What to work on:
In the forum posts about tubular and clincher bicycle tires, what weight does Mavic specify for the tubular Open Pro rim?

Supplied text:
#####
Originally Posted by ThermionicScott View Post
Mavic specs a weight of 435g for the clincher Open Pro, 360g for the tubular Open Pro, so I get a difference of 75g each in this case. Lighter tubular rims would not be hard to find, at that...

Comparing Challenge's Paris-Roubaix variants, 285g for the clincher version, 330g for tubular. Figuring that a latex tube would be about 75g, you are still coming out 30g ahead with the tubular. The tire I wish I could go back in time and try was the Clement Campionato del Mondo, which was fat but only 290g altogether. So you pretty much get the tube for free compared to the Challenge Paris-Roubaix clincher!
Originally Posted by 63rickert View Post
Del Mondos never weighed as little as catalog spec. Always over 300 and 330 could happen. Just weighed a very well worn Challenge P-R. Missing tread weight probably much more than weight of glue residue. 346grams. Weighed a well worn clincher P-R and got 310grams.
#####
Given entries:

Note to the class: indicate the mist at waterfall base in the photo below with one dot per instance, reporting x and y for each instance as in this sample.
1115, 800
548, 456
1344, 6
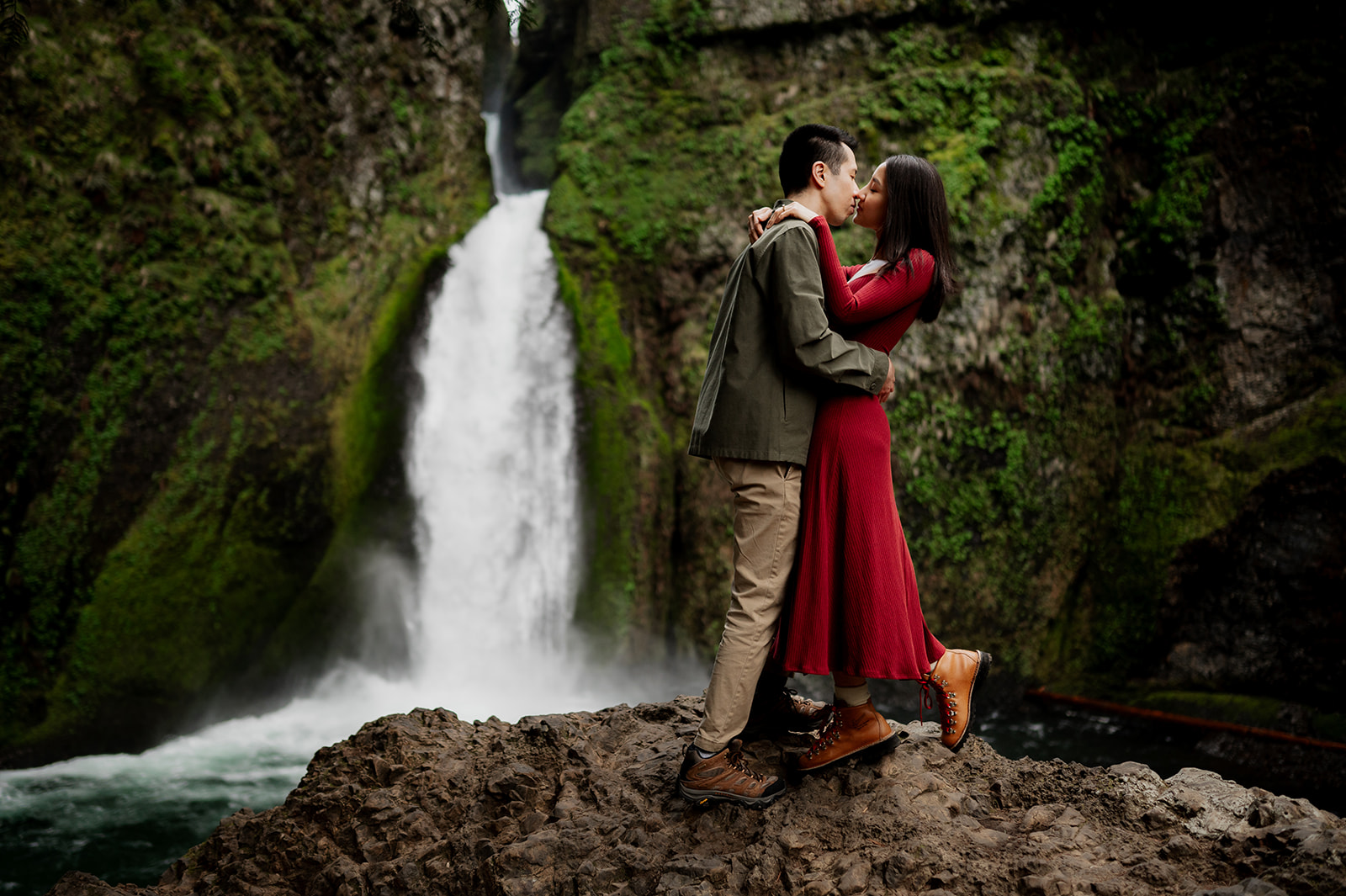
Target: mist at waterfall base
493, 469
491, 466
#####
The answer:
360g